▸ Your objective:
Count the lines of the listing below that contain the string "clicks" and reply with only that number.

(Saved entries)
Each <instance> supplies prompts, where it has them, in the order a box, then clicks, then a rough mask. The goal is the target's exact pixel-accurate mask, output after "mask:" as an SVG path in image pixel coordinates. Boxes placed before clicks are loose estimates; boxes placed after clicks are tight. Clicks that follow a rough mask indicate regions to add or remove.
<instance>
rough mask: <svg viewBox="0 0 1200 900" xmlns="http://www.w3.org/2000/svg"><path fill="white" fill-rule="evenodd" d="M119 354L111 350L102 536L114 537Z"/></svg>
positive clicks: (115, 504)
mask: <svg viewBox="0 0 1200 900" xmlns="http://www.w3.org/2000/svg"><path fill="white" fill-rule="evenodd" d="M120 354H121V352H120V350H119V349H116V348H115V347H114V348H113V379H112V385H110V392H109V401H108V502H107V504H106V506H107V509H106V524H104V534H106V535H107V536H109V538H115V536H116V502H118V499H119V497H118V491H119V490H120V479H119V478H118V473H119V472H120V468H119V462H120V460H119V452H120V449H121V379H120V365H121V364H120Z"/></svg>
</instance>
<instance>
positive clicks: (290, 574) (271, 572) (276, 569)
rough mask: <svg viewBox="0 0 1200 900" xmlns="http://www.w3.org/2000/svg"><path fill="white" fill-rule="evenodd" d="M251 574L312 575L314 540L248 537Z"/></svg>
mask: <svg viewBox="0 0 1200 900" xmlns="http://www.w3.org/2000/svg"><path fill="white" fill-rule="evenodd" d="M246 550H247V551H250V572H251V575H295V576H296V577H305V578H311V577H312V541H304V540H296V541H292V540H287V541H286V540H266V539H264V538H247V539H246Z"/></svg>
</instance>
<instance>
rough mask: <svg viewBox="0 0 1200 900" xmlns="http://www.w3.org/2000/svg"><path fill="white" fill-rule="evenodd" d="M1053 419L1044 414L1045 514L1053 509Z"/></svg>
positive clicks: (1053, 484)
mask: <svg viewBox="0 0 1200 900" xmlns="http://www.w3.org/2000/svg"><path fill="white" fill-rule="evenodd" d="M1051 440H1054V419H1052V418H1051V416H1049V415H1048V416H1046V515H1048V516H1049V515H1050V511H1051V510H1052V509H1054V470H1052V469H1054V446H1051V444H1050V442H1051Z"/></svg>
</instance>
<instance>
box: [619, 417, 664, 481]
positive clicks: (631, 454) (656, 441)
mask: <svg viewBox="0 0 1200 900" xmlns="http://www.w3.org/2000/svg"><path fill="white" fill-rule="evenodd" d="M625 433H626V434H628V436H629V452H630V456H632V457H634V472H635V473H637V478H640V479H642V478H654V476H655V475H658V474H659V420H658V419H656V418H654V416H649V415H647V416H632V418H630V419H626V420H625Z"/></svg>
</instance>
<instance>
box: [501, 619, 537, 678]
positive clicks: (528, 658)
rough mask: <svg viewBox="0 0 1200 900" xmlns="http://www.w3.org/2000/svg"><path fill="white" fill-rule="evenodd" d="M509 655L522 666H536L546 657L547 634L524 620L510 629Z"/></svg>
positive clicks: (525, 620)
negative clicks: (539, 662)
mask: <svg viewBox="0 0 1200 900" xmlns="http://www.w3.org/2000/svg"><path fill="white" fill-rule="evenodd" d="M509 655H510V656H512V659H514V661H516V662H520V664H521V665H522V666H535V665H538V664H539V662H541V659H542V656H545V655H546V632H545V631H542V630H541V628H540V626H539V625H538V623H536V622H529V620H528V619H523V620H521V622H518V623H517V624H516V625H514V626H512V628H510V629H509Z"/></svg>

▸ Output of the task:
8